Start of MATERIAL TO PROCESS

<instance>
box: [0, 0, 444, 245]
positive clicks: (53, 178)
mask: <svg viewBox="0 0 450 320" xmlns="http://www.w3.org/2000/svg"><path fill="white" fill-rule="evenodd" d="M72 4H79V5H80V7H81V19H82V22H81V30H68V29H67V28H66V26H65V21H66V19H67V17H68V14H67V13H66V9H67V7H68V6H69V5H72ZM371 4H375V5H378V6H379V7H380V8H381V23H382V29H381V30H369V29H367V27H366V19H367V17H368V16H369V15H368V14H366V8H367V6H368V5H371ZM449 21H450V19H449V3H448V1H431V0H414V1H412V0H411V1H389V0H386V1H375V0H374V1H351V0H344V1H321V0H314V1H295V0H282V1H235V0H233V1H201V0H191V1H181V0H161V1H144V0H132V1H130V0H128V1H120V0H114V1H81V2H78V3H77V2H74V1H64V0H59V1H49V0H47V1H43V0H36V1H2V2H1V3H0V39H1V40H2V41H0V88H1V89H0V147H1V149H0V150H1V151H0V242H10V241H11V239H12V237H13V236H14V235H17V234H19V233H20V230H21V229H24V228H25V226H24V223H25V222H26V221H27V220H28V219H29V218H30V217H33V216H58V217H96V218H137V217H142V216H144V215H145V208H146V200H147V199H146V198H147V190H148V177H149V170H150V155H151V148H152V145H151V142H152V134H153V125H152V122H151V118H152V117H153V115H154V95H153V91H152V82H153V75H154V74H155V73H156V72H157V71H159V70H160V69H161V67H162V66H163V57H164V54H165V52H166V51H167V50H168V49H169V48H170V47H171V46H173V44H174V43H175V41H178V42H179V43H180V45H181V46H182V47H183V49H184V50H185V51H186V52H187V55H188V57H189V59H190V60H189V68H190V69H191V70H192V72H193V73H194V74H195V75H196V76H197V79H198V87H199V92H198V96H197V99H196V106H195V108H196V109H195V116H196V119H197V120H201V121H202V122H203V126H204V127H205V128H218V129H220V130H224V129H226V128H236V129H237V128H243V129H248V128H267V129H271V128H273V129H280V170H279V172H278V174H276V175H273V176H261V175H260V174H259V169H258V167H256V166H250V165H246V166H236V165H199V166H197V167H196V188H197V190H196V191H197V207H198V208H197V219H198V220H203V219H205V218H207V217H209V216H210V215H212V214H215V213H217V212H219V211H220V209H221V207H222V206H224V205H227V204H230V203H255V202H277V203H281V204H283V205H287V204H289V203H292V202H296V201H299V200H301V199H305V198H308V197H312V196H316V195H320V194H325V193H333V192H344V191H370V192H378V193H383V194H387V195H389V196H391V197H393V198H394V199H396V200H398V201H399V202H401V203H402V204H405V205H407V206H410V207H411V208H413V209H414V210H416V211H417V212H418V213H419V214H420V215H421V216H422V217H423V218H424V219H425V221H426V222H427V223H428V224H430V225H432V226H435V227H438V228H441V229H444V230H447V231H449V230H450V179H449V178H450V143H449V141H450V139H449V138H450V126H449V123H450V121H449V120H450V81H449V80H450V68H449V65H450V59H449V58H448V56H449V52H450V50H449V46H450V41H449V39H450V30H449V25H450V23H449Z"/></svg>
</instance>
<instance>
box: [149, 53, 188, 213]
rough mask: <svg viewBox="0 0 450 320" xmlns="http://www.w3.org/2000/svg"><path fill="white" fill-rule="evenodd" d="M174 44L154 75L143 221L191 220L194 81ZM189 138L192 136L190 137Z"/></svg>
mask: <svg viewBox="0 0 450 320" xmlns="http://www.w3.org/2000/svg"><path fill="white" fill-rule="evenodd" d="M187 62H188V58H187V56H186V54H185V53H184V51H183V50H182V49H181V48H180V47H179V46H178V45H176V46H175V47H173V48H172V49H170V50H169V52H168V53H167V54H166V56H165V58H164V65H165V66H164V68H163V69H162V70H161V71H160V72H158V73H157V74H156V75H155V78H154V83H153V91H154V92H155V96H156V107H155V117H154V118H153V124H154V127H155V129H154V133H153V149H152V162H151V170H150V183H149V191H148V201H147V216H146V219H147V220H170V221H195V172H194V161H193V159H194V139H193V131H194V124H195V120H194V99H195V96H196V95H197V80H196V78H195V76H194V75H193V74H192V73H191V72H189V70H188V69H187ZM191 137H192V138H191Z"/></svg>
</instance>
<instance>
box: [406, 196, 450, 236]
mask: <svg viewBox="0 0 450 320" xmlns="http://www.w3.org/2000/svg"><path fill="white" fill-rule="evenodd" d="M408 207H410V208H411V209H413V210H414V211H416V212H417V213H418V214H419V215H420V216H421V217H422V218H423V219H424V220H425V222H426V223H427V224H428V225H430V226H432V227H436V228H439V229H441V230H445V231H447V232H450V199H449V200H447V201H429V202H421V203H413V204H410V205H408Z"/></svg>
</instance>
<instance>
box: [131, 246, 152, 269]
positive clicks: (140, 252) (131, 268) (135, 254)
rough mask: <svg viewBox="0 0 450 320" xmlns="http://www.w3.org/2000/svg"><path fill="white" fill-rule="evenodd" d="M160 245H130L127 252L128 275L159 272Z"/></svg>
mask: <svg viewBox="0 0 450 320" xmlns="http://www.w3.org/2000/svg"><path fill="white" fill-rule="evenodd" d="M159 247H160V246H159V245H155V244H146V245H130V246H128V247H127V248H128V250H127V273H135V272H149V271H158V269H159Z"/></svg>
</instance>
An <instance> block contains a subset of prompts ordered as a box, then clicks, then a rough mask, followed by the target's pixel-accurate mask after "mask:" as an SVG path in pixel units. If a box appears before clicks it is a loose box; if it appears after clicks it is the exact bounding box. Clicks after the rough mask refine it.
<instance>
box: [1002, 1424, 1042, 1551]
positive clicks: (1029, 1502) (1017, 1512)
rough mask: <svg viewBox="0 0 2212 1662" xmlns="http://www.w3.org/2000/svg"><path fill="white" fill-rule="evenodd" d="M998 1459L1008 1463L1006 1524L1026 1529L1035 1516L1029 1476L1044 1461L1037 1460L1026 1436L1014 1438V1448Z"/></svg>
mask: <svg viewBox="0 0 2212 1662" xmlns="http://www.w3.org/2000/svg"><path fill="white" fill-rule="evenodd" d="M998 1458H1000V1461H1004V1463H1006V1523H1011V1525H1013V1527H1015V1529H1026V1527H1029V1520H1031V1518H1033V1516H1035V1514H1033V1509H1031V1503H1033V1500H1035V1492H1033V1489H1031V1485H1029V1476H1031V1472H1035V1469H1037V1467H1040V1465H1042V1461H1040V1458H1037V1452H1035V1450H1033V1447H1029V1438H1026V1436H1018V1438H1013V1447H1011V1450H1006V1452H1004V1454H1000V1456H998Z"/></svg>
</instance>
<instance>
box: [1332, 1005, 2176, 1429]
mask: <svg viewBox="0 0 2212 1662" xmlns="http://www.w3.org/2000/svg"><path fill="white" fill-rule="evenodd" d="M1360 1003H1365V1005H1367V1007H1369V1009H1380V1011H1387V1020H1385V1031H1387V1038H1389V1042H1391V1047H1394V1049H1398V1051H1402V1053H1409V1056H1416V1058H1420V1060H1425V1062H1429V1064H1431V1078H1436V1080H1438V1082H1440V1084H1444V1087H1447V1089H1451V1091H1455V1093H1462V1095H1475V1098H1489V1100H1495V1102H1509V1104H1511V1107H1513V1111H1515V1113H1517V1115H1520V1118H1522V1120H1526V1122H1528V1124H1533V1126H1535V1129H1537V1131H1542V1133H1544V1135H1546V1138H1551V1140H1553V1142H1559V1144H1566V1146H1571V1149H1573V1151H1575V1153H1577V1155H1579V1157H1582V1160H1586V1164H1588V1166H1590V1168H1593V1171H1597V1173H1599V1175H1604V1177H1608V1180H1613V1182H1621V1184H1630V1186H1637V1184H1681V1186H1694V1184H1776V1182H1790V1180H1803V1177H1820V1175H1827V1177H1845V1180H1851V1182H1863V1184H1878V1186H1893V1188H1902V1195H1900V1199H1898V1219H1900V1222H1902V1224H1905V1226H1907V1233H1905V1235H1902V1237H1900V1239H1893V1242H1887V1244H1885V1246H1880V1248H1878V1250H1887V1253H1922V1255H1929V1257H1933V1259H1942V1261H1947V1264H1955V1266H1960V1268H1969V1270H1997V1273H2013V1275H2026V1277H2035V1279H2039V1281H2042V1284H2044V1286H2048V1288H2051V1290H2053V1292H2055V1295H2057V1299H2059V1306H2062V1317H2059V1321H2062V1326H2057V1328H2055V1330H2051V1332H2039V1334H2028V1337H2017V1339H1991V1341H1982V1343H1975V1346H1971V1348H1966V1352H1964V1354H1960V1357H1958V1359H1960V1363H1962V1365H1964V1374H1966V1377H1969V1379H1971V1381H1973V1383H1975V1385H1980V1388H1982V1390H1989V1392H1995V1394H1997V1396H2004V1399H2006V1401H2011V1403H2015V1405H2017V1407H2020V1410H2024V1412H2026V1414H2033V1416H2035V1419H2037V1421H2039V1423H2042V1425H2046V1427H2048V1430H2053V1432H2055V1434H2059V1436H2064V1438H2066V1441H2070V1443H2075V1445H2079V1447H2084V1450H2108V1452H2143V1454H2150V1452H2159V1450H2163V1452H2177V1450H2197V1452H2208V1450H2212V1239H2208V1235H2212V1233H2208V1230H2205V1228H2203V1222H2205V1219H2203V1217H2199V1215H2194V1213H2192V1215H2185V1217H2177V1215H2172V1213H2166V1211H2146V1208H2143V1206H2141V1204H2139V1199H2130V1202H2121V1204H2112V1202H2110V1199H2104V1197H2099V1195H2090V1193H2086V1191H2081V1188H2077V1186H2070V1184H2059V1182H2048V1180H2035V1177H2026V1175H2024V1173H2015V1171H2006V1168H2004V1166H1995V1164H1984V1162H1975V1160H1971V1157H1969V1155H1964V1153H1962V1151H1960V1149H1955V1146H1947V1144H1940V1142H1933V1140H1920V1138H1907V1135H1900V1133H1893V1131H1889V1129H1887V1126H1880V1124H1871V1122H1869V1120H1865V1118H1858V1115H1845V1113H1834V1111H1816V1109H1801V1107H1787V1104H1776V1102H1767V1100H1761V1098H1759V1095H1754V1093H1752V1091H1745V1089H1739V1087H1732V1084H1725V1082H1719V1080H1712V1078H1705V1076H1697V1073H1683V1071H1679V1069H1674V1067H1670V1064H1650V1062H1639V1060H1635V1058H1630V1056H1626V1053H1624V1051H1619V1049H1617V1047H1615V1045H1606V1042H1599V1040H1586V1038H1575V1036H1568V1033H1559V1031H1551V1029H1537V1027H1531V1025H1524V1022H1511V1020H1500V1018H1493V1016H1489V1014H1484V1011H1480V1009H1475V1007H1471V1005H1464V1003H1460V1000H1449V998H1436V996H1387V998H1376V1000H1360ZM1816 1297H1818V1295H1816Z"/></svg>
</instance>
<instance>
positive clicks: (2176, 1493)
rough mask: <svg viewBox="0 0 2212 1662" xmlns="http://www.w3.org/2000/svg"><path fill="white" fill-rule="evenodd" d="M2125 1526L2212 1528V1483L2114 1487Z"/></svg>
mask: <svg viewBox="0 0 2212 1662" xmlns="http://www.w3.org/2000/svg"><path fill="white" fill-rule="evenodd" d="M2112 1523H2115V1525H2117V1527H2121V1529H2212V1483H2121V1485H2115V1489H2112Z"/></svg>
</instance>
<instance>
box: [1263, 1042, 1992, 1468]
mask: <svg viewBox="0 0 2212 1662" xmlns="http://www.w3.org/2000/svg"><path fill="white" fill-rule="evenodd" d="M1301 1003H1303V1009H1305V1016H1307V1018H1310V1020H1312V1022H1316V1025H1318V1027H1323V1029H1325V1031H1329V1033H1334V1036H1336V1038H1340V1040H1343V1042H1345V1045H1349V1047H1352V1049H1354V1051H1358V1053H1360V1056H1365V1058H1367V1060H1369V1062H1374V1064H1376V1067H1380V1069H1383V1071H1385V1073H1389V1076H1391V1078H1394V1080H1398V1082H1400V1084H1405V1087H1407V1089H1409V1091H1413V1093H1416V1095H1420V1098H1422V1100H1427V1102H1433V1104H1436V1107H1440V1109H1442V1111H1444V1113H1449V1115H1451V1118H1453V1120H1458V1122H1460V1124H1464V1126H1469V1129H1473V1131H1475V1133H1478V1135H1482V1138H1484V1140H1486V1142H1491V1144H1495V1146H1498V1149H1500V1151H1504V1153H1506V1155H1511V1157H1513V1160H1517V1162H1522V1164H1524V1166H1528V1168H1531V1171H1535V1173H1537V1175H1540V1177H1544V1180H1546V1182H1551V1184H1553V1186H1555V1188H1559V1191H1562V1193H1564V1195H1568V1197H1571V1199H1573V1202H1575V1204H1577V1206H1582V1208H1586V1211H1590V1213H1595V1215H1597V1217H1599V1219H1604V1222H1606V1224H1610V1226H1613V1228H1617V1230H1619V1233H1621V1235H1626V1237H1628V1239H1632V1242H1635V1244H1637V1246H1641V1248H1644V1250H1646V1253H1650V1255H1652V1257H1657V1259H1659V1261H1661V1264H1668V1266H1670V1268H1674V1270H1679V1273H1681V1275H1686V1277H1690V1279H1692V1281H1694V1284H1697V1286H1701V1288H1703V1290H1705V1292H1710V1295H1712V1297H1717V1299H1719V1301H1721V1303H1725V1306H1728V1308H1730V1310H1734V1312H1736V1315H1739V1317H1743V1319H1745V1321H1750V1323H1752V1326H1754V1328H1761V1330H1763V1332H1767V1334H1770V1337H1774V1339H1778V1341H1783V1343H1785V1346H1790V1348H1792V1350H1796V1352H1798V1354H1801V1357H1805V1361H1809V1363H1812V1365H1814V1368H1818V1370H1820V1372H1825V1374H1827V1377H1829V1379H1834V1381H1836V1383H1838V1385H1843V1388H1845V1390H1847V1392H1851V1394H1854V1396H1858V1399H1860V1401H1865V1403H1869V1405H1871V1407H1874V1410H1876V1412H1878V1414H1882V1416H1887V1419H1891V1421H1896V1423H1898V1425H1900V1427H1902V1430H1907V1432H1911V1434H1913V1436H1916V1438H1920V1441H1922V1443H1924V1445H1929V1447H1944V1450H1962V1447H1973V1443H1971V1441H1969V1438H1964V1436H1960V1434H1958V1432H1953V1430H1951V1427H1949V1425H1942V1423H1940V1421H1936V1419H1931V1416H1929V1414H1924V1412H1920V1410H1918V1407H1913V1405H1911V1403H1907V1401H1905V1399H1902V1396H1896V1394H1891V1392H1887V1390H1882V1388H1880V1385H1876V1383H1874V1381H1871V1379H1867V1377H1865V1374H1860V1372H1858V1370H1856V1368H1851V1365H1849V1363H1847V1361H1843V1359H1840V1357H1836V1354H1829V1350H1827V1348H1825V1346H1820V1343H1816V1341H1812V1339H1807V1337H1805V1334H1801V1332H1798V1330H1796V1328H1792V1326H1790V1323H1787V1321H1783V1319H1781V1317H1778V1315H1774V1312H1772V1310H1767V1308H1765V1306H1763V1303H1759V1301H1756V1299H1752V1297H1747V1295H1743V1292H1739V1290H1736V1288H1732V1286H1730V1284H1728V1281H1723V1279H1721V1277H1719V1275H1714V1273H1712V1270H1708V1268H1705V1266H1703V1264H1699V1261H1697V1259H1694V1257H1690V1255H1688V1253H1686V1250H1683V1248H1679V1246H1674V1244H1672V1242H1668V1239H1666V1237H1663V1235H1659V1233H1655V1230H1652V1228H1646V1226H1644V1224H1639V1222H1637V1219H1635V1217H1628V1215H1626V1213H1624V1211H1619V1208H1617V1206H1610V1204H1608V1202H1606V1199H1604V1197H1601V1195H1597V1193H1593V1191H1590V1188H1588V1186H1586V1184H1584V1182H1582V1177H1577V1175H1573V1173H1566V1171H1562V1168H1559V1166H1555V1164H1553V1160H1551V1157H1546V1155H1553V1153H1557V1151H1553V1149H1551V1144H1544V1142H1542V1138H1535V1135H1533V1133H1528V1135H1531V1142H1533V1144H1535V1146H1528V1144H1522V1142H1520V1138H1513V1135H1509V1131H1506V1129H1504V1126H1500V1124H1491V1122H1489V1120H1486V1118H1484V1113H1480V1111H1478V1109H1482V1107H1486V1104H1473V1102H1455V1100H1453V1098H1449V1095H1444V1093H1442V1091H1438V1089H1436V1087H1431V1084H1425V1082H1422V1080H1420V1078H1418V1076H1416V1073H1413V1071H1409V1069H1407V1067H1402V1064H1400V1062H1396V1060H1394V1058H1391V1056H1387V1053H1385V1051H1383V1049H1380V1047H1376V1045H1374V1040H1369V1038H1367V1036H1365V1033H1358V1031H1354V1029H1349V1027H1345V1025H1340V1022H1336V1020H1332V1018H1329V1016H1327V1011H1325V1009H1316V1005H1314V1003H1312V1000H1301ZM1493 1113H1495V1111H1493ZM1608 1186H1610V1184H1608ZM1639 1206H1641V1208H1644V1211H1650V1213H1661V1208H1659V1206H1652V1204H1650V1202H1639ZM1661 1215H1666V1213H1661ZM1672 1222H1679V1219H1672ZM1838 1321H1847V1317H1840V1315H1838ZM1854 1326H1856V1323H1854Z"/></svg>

End of MATERIAL TO PROCESS

● PROBLEM REQUIREMENTS:
All lines above between those holding "box: [131, 246, 152, 269]" and "positive clicks: (1029, 1502) (1017, 1512)", inclusive, must be set down unchanged, and no other line may be included.

● ANSWER FOR THE TASK:
box: [131, 246, 152, 269]
positive clicks: (140, 252) (131, 268) (135, 254)
rough mask: <svg viewBox="0 0 450 320" xmlns="http://www.w3.org/2000/svg"><path fill="white" fill-rule="evenodd" d="M160 245H130L127 252L128 275L159 272Z"/></svg>
mask: <svg viewBox="0 0 450 320" xmlns="http://www.w3.org/2000/svg"><path fill="white" fill-rule="evenodd" d="M159 247H160V246H159V245H155V244H146V245H130V246H128V247H127V248H128V250H127V273H135V272H149V271H158V269H159Z"/></svg>
</instance>
An <instance> block contains a subset of prompts ordered as a box, then clicks, then a rough mask, followed by the target's pixel-accurate mask after "mask:" as an SVG path in pixel units. If a box appears before clicks it is a loose box; if it appears after clicks it is the exact bounding box. Clicks after the rough mask refine it.
<instance>
box: [1002, 1424, 1042, 1551]
positive clicks: (1029, 1502) (1017, 1512)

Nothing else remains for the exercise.